* TASK BRIEF:
Each line from the one containing "Could you mark every instance of the person holding" through the final line of the data below must be repeated exactly.

(SOURCE DATA begins)

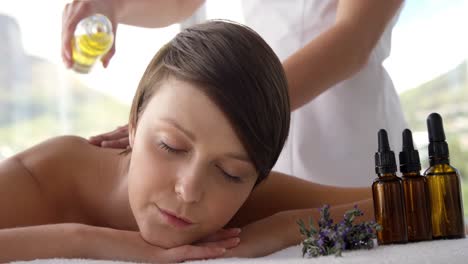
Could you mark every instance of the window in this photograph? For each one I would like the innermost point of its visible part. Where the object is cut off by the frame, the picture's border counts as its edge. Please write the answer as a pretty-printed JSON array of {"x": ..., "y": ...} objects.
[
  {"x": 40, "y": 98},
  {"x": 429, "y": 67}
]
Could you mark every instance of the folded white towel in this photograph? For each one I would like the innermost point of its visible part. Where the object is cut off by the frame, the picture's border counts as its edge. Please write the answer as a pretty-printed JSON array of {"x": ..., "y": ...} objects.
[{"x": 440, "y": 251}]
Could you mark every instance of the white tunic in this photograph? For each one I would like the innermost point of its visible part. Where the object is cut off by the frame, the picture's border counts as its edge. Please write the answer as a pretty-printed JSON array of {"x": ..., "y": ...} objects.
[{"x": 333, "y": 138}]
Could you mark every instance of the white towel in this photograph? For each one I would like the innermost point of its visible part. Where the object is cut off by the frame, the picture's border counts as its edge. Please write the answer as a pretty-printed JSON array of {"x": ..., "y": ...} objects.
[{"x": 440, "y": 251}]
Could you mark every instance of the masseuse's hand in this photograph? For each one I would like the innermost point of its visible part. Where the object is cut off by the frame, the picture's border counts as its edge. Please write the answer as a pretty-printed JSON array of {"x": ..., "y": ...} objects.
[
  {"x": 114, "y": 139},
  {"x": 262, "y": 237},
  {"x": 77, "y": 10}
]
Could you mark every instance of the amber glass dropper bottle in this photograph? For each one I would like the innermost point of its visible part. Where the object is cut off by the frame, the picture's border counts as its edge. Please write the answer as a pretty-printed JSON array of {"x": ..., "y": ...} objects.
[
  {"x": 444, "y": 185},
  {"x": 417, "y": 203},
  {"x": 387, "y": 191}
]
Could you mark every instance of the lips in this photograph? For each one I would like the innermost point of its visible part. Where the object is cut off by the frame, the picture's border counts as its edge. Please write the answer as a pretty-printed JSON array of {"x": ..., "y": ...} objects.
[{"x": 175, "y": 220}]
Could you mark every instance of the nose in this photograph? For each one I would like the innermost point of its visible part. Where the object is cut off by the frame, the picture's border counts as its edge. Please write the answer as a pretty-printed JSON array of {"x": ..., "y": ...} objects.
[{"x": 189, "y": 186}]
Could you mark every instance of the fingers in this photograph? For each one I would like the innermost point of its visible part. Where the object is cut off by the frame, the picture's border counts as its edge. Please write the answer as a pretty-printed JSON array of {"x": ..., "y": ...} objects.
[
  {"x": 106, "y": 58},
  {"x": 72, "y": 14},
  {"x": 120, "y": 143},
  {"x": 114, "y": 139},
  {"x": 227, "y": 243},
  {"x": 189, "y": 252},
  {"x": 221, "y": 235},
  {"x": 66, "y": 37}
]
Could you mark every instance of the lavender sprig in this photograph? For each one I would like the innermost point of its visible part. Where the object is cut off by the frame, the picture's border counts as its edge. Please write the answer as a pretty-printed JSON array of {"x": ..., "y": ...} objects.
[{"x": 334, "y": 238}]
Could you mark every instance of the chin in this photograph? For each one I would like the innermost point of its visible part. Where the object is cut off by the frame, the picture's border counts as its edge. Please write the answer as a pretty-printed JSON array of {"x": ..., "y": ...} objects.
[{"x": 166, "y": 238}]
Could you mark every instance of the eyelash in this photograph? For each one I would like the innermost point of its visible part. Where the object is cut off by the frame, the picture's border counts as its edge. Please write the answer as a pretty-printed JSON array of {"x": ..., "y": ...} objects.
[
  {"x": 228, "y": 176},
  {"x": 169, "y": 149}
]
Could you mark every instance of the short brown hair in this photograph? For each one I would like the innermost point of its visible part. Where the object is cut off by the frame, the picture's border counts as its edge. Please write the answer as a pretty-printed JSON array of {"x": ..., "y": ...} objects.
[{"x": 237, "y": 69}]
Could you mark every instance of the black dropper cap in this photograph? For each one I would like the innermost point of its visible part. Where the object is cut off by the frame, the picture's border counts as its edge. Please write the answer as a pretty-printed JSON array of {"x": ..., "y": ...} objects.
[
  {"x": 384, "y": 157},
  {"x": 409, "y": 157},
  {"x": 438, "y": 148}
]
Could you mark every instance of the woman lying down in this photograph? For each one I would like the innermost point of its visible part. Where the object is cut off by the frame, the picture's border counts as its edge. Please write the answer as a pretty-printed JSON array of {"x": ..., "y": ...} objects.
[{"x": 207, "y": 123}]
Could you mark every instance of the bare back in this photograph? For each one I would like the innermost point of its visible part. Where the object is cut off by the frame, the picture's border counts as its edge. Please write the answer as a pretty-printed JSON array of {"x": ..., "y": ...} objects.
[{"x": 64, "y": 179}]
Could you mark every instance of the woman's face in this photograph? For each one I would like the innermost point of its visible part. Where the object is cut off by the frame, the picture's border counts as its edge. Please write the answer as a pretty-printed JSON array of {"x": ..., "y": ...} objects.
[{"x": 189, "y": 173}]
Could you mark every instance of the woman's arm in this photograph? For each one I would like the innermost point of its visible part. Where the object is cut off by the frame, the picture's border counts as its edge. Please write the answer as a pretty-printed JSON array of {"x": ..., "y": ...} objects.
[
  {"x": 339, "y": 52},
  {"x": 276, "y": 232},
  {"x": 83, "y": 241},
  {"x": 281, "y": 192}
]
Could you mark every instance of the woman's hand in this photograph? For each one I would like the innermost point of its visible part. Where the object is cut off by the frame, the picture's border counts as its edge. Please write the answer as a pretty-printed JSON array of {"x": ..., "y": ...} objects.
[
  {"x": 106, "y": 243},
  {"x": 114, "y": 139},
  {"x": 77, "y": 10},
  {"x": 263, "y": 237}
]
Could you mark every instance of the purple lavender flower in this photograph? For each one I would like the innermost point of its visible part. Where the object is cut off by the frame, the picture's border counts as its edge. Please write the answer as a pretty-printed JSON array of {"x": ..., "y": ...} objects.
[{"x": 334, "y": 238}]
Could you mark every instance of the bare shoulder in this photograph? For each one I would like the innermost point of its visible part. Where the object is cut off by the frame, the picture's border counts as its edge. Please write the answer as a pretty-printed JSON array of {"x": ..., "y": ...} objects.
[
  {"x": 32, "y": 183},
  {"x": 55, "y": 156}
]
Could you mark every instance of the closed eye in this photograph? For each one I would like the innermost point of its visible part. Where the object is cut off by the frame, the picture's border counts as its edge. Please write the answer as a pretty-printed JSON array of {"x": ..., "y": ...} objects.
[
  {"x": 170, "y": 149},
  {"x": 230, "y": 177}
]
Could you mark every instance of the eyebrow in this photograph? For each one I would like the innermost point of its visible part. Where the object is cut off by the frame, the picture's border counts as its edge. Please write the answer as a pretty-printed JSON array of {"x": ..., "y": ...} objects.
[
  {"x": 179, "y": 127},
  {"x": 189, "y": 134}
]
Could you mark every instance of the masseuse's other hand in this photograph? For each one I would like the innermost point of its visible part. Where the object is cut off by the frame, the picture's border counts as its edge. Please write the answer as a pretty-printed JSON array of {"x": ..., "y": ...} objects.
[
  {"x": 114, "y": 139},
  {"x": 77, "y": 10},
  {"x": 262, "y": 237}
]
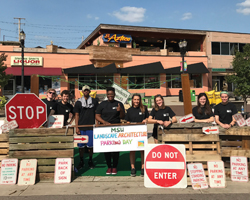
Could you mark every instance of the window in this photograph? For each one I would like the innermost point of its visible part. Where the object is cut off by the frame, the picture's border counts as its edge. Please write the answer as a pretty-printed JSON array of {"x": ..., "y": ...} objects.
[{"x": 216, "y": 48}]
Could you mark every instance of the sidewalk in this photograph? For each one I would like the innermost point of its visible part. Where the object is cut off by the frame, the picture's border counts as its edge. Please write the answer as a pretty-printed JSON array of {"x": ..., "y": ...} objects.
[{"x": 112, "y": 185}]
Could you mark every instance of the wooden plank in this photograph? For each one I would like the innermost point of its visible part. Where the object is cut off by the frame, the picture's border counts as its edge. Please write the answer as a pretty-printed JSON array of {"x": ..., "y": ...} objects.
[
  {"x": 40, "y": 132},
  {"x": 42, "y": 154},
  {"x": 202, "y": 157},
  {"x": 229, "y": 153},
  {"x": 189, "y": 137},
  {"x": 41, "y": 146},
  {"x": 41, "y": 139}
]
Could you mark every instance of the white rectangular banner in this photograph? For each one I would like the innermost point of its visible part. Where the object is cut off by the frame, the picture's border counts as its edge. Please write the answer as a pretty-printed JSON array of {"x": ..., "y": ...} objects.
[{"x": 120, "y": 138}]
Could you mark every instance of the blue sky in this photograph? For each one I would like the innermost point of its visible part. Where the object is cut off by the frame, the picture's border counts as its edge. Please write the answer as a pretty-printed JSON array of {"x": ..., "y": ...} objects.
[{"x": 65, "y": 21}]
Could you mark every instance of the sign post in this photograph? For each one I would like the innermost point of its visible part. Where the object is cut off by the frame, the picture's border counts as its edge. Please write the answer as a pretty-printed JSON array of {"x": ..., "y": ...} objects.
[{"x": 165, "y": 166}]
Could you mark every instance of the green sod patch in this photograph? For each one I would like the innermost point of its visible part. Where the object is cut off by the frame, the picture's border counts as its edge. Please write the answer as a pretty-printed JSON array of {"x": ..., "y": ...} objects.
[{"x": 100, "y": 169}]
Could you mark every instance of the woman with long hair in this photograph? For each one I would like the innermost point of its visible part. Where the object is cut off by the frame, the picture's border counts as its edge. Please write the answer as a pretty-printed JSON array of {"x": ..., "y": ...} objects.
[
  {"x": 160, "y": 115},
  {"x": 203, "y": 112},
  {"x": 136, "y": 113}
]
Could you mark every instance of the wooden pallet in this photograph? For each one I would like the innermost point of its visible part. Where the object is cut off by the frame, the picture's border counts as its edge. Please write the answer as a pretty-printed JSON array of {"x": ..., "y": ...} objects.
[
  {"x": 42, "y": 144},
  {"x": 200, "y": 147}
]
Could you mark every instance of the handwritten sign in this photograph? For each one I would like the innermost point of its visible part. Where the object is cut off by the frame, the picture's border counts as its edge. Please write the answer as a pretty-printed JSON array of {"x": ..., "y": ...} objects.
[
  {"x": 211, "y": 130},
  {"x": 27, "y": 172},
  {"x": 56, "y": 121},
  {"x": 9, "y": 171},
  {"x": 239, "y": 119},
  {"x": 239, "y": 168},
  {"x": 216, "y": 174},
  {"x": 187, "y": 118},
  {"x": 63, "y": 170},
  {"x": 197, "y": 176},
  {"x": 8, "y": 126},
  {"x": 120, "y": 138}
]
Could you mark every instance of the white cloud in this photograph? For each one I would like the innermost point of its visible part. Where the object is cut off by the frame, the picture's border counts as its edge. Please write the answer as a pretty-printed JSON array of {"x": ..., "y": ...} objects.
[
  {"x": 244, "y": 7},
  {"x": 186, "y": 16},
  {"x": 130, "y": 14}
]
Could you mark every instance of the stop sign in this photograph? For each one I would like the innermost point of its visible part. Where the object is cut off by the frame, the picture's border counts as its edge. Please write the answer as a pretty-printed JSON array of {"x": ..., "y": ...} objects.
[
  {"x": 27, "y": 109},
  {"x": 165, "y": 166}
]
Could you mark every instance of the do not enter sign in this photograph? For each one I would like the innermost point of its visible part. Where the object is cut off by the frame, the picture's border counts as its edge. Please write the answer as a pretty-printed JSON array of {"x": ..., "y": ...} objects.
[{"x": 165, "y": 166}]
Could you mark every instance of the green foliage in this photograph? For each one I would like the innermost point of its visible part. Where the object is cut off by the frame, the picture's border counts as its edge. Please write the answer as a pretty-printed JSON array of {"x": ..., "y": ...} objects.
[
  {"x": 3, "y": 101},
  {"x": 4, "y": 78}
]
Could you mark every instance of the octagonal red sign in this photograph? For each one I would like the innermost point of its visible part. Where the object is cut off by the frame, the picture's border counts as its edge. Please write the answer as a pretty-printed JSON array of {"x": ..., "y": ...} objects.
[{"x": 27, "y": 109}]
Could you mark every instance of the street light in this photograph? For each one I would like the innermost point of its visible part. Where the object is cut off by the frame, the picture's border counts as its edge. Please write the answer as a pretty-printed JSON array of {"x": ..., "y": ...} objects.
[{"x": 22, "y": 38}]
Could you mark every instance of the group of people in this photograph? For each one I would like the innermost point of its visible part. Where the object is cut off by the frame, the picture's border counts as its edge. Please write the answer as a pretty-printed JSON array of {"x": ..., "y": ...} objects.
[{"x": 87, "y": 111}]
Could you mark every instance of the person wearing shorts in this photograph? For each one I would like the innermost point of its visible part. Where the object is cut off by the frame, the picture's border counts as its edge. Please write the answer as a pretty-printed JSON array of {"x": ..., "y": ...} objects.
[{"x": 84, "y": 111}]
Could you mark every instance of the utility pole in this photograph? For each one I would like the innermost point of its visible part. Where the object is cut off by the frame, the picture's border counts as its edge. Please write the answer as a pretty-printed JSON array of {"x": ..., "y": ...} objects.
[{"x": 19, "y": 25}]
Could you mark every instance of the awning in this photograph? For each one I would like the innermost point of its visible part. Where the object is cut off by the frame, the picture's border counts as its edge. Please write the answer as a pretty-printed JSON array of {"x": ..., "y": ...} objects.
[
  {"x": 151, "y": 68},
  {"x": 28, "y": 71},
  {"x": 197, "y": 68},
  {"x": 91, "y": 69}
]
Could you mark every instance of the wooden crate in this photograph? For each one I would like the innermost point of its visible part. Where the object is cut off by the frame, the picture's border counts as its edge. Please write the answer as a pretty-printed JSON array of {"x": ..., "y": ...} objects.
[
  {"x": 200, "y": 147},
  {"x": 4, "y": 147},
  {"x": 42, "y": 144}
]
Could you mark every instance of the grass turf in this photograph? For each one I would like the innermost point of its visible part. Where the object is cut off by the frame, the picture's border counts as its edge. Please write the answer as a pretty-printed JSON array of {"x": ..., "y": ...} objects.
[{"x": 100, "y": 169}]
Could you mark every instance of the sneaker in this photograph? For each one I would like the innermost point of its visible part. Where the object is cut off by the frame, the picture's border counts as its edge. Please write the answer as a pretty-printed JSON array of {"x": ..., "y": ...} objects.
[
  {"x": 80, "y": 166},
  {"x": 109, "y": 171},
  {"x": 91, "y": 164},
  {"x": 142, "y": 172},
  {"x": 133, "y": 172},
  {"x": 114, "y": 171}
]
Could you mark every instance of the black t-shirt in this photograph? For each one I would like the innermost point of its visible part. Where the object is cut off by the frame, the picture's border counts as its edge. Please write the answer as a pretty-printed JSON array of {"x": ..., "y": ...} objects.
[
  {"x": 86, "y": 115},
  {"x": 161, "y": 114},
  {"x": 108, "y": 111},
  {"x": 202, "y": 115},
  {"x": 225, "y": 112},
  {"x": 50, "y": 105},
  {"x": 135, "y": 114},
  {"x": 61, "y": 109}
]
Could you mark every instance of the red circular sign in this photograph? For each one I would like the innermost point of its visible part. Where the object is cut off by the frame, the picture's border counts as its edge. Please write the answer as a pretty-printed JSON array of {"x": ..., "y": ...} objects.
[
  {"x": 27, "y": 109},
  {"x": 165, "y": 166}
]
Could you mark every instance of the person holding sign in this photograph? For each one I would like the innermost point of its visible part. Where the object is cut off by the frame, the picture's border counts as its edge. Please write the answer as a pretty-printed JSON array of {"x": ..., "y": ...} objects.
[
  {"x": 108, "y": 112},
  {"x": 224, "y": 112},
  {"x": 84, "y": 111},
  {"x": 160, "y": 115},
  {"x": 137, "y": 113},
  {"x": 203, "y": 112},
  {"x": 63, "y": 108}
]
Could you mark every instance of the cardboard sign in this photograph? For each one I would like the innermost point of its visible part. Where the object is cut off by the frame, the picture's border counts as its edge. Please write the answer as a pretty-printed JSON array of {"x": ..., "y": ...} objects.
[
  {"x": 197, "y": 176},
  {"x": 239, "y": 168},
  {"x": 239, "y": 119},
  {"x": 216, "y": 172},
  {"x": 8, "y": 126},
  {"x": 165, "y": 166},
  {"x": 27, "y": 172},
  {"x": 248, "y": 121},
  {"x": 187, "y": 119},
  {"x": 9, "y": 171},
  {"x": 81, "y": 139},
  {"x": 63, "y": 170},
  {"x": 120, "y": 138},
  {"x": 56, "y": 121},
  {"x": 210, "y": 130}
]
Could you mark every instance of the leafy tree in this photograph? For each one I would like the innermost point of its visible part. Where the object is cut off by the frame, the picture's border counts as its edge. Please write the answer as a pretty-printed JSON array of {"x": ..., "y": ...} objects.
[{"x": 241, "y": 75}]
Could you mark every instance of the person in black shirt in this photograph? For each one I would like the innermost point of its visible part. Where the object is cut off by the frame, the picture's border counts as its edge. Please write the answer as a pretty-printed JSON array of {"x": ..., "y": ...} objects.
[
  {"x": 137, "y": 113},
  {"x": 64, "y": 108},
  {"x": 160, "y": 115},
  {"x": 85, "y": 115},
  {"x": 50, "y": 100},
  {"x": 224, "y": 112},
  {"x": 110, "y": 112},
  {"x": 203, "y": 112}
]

(SOURCE DATA ends)

* SOLUTION FOR THIS PROBLEM:
Could you mark every instance of the person holding sign in this photograph? For each one I would like the innermost point of its visible part. Where the object is cut off by the frame, the picture's border counts as its edge. Please write the answer as a pretty-printed JSON array of {"x": ..., "y": ...} objects.
[
  {"x": 108, "y": 112},
  {"x": 224, "y": 112},
  {"x": 84, "y": 111},
  {"x": 160, "y": 115},
  {"x": 137, "y": 113},
  {"x": 203, "y": 112},
  {"x": 63, "y": 108}
]
Could you mark every instance of the cardboard sign in this photograph? For each one I would like the innermost point of its visible part. Where the object is cut off by the frame, the picture's border counts as its edge. Please write the answer as a pretty-printed JSON array of {"x": ..., "y": ...} objects.
[
  {"x": 197, "y": 176},
  {"x": 239, "y": 168},
  {"x": 239, "y": 119},
  {"x": 216, "y": 172},
  {"x": 8, "y": 126},
  {"x": 165, "y": 166},
  {"x": 27, "y": 172},
  {"x": 248, "y": 121},
  {"x": 187, "y": 119},
  {"x": 9, "y": 171},
  {"x": 81, "y": 139},
  {"x": 63, "y": 170},
  {"x": 120, "y": 138},
  {"x": 56, "y": 121},
  {"x": 210, "y": 130}
]
Could you mark every instance of the leafy tree in this photograph? For each one I would like the innermost point of its visible part. Where the object is cut off by the frame, the picture's border counts as its edge. Please write the answer as a pretty-printed JSON array of {"x": ..., "y": ...} objects.
[{"x": 241, "y": 75}]
Could you mark every instance of the person in black shirt in this photograph? For each one I would like the innermost point of its visible part. Where the object is cut off by the frame, the picture's border counts as its edge. Please write the answer as a pretty-printed JSON array of {"x": ..., "y": ...} objects.
[
  {"x": 137, "y": 113},
  {"x": 64, "y": 108},
  {"x": 160, "y": 115},
  {"x": 85, "y": 115},
  {"x": 50, "y": 100},
  {"x": 224, "y": 112},
  {"x": 110, "y": 112},
  {"x": 203, "y": 112}
]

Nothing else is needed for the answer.